_Work order_
Set the pictures aside and set down only the lines from the line holding "Query: vanity light fixture" through the end of the entries below, ends included.

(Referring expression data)
----

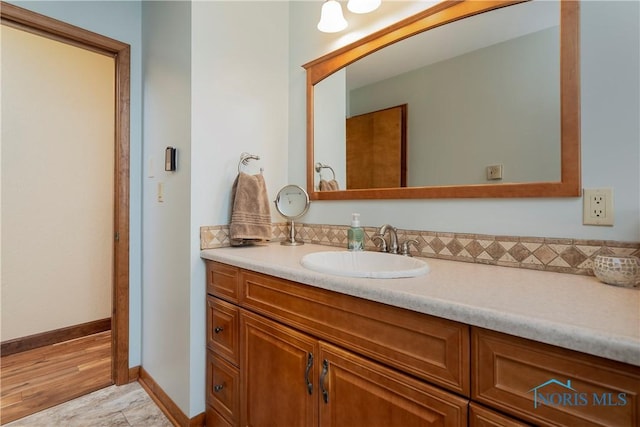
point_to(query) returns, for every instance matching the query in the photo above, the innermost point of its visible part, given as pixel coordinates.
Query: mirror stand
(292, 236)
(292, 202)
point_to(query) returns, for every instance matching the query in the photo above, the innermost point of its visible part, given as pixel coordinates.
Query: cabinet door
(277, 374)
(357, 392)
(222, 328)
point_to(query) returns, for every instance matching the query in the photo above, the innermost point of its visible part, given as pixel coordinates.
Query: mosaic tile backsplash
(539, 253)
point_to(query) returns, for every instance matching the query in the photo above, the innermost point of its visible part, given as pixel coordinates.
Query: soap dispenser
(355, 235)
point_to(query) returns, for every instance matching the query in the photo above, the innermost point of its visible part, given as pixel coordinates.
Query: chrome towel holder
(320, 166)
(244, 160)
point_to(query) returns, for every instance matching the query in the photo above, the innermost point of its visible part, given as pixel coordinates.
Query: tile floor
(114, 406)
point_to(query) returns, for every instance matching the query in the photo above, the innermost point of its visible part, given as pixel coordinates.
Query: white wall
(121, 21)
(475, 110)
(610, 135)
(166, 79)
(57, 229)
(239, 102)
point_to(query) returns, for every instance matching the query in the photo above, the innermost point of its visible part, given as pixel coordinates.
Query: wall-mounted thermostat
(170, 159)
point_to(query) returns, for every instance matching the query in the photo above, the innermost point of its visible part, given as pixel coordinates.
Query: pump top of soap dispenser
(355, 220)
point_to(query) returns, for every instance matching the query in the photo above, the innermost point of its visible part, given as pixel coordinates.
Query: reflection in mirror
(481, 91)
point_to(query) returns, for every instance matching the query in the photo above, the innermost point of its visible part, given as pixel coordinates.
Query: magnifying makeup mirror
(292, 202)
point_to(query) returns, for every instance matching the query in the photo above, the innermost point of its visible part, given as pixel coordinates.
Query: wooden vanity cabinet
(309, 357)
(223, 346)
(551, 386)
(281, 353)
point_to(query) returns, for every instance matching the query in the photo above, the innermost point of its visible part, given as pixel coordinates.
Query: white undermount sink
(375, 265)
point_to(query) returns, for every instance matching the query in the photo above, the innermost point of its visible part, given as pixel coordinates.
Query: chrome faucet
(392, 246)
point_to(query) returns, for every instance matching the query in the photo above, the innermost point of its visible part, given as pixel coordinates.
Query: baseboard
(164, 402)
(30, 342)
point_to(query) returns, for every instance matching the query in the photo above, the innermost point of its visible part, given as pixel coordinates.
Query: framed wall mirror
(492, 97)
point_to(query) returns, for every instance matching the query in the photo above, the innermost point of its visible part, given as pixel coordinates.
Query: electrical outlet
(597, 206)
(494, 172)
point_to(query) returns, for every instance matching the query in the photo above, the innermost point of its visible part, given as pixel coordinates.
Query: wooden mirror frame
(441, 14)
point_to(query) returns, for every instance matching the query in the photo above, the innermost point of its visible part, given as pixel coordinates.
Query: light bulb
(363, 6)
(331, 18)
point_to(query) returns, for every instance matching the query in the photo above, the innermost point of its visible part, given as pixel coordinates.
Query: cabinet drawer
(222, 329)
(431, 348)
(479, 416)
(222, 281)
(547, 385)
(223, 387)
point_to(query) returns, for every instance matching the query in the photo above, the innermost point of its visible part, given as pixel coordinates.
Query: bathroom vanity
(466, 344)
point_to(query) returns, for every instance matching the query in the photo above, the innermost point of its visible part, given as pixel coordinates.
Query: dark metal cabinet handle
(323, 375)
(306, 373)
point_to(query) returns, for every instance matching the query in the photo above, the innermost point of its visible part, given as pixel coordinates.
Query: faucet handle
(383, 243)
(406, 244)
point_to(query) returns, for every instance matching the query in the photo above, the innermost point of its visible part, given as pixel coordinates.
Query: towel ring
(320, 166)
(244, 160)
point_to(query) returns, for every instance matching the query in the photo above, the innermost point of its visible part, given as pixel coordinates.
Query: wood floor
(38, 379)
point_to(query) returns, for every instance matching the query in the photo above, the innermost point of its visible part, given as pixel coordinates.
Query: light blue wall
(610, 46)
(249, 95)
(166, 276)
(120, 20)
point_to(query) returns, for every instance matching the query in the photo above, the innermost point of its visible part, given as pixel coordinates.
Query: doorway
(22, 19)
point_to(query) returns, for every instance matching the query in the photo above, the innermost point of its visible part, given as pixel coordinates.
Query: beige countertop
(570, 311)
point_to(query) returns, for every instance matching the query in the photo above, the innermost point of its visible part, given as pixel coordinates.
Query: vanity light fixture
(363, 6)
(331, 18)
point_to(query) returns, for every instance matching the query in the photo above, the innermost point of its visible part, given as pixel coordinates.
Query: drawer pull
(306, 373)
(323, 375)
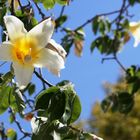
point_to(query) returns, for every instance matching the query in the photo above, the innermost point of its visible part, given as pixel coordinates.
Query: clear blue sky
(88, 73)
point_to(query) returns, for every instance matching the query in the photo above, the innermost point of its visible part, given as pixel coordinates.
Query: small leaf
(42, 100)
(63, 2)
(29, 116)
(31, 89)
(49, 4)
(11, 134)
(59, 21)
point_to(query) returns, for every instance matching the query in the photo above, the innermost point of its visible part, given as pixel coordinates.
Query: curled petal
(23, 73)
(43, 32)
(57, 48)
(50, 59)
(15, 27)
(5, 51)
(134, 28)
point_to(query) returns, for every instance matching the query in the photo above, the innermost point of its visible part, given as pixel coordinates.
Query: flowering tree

----

_Output below_
Query: vanity light fixture
(363, 6)
(331, 18)
point_to(query) returns, for every instance matching the query in the photo above, the innermost point of its visible part, given as pixel coordinates.
Query: drawer pull
(306, 373)
(323, 375)
point_to(query) returns, for every instance matching the query in the photo above, the innermost point of its visible part, given as pixel coordinates.
Query: clear blue sky
(88, 73)
point_to(query) returns, for every instance matching the query in the photo above, the innermost point of its visible part, given as pixel coordinates.
Query: small leaf
(42, 100)
(63, 2)
(29, 116)
(31, 89)
(49, 4)
(11, 134)
(59, 21)
point_to(query) returns, for every instance matching the query in the photo above, the innermost point of its visible part, given as pixel coordinates.
Query: curled petal
(23, 73)
(43, 32)
(57, 48)
(50, 59)
(15, 27)
(5, 51)
(134, 28)
point_to(query) returns, for every instance matching the query in the photo above, the innermost point of its visible part, given as pixel coordinates.
Query: flowering tree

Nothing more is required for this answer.